### Task details
Repeat the listing below word for word, starting with the line that contains "Category: person in dark coat" and going on through the line that contains "pixel 433 493", both of those lines included.

### Data lines
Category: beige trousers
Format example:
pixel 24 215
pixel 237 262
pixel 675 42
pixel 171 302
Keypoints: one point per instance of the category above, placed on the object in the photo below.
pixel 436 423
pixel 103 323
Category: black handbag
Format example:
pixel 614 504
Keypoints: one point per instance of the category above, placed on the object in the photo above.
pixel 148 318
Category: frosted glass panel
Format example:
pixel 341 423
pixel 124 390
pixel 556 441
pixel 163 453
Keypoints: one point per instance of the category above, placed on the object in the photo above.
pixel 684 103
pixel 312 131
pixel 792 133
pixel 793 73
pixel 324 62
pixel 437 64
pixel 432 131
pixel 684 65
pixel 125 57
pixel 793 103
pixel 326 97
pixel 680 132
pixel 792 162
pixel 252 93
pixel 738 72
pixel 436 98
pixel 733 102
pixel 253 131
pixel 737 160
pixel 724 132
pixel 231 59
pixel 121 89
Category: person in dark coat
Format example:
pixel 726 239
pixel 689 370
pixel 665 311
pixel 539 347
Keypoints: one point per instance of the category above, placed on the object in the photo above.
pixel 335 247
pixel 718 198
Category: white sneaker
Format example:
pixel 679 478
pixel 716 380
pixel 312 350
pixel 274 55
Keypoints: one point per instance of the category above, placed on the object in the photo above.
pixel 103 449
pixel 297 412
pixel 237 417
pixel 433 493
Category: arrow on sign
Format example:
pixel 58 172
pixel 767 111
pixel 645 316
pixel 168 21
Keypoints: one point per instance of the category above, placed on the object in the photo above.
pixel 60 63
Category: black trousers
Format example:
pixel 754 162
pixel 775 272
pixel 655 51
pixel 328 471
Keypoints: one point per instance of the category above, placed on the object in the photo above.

### Written answer
Category: person in dark coat
Format example:
pixel 726 239
pixel 689 370
pixel 665 311
pixel 539 347
Keypoints: one point per instance of the category above, placed on the object in the photo above.
pixel 335 247
pixel 718 198
Category: white sneaker
Format example:
pixel 679 478
pixel 716 380
pixel 312 350
pixel 274 55
Keypoints: one point per instance of the category above, placed on the object in the photo above.
pixel 103 449
pixel 297 412
pixel 237 417
pixel 433 493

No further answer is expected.